### GIVEN DATA
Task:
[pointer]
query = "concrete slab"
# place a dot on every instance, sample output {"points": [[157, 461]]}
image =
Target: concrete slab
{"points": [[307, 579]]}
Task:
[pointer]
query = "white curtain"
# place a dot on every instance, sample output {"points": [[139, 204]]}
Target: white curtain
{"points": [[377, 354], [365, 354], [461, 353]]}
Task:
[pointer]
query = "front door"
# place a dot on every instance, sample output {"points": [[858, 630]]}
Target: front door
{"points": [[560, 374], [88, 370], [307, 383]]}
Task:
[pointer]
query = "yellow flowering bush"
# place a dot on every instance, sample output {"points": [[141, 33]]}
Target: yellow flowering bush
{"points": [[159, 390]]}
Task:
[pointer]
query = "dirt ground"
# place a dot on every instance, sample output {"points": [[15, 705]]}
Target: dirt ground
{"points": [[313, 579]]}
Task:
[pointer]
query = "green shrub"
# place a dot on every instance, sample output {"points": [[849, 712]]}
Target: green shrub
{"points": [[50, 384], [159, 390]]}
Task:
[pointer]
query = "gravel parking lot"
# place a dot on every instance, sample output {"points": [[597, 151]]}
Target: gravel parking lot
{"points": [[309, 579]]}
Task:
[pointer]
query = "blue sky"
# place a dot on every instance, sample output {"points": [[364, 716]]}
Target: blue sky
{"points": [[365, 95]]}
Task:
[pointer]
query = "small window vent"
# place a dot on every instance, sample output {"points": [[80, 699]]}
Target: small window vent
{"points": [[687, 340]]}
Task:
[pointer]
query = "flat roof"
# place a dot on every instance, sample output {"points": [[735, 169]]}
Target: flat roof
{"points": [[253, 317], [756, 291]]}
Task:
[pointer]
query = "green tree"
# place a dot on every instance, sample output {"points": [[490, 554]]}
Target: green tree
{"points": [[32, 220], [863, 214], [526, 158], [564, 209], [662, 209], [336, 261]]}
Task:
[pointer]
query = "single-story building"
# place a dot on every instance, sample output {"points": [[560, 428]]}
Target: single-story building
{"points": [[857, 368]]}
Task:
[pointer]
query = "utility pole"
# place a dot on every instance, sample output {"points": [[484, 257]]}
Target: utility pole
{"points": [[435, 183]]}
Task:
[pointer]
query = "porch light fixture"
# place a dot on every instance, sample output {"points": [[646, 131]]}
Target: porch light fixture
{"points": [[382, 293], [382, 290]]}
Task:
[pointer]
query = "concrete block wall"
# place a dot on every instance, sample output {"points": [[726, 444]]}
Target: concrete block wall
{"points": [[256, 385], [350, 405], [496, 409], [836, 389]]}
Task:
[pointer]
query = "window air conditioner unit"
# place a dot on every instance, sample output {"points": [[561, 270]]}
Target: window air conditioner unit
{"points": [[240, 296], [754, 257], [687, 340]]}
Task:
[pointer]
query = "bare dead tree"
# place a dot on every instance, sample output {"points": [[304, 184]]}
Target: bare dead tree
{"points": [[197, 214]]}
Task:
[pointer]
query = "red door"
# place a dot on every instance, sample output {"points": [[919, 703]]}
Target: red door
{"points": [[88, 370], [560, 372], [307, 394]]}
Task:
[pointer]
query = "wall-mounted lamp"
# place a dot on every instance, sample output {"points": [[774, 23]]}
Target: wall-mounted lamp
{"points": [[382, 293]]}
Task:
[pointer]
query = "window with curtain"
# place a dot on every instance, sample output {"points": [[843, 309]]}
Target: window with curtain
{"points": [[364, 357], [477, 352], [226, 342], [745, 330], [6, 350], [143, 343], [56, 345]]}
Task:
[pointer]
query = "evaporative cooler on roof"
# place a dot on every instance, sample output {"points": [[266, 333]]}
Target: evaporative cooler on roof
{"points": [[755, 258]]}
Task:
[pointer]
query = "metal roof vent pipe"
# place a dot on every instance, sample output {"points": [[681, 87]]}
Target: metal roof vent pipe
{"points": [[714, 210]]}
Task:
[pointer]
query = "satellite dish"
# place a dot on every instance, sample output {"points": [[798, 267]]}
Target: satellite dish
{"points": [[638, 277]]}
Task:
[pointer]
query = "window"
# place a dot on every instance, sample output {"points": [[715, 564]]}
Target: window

### BRIEF
All of the records must be repeated exactly.

### SOLUTION FOR THIS PROBLEM
Task:
[pointer]
query = "concrete slab"
# place a dot on every instance, sample output {"points": [[157, 461]]}
image =
Target: concrete slab
{"points": [[307, 579]]}
Task:
[pointer]
query = "white curtain"
# place a dot on every instance, sample output {"points": [[139, 204]]}
Target: white curtain
{"points": [[377, 354], [365, 354], [461, 353]]}
Task:
[pointer]
query = "front door"
# place a dot on every instance, sample output {"points": [[858, 630]]}
Target: front door
{"points": [[560, 374], [88, 370], [307, 383]]}
Task:
[pointer]
query = "yellow flowering bush"
# place a dot on every instance, sample output {"points": [[141, 33]]}
Target: yellow flowering bush
{"points": [[159, 390]]}
Task:
[pointer]
query = "dirt ground"
# place a dot on every instance, sample output {"points": [[15, 705]]}
Target: dirt ground
{"points": [[313, 579]]}
Task:
[pointer]
query = "green shrub"
# place a dot on every instance, sample output {"points": [[849, 712]]}
Target: green shrub
{"points": [[50, 384], [159, 390]]}
Task:
[pointer]
query = "gravel parking lot"
# place a dot on every instance, sample output {"points": [[597, 151]]}
Target: gravel parking lot
{"points": [[309, 579]]}
Task:
[pointer]
query = "blue sky"
# place a dot on every instance, sample output {"points": [[364, 716]]}
Target: blue sky
{"points": [[365, 95]]}
Task:
[pointer]
query = "small window vent"
# place a dot on every instance, sample output {"points": [[80, 699]]}
Target: small window vent
{"points": [[687, 340]]}
Task:
[pointer]
query = "flat roof"
# place a dot on every instance, sample output {"points": [[735, 169]]}
Target: flat roof
{"points": [[253, 317], [756, 291]]}
Task:
[pointer]
query = "green tree"
# place a dot on every instance, sample output {"points": [[490, 554]]}
Target: green tree
{"points": [[32, 220], [863, 214], [526, 158], [564, 209], [662, 209], [336, 261]]}
Task:
[pointer]
query = "single-story building"
# place a dot on every instance, sample output {"points": [[560, 428]]}
Target: single-story building
{"points": [[857, 368]]}
Task:
[pointer]
query = "utility pole"
# place a dot on every instance, sample output {"points": [[484, 257]]}
Target: utility pole
{"points": [[435, 183]]}
Task:
[pointer]
query = "porch light fixture"
# place a dot on every instance, sample output {"points": [[646, 131]]}
Target: porch light fixture
{"points": [[382, 293], [382, 290]]}
Task:
[pointer]
query = "concrete block wall"
# place a dot on every instance, sample output {"points": [[726, 444]]}
Target: concrete block wall
{"points": [[256, 385], [350, 405], [496, 409], [836, 389]]}
Task:
[pointer]
query = "window air conditioner unit"
# place a dot on every instance, sample output {"points": [[561, 270]]}
Target: window air conditioner unit
{"points": [[240, 296], [754, 257], [687, 340]]}
Task:
[pointer]
query = "bare dead tree"
# place a dot on every instance, sample output {"points": [[304, 184]]}
Target: bare dead tree
{"points": [[197, 214]]}
Task:
[pointer]
query = "red door"
# place a dot on every instance, sample output {"points": [[919, 703]]}
Target: red door
{"points": [[88, 370], [560, 372], [307, 394]]}
Task:
[pointer]
query = "wall-mounted lamp"
# place a dot on every instance, sample output {"points": [[774, 23]]}
Target: wall-mounted lamp
{"points": [[382, 293]]}
Task:
[pointer]
query = "window with curtain"
# place a dot on every instance, sample output {"points": [[843, 309]]}
Target: window with curtain
{"points": [[364, 357], [477, 352], [226, 342], [745, 330], [6, 350], [143, 343], [56, 345]]}
Task:
[pointer]
query = "evaporative cooler on roof"
# place a dot on every instance, sample output {"points": [[266, 333]]}
Target: evaporative cooler on roof
{"points": [[755, 258]]}
Task:
[pointer]
query = "metal roof vent pipe"
# place a dot on every instance, sample output {"points": [[681, 87]]}
Target: metal roof vent pipe
{"points": [[714, 210]]}
Task:
[pointer]
query = "satellite dish"
# place a dot on every instance, sample output {"points": [[798, 267]]}
Target: satellite dish
{"points": [[638, 277]]}
Task:
[pointer]
query = "window"
# place a dot on every instance, sample output {"points": [[715, 564]]}
Target: window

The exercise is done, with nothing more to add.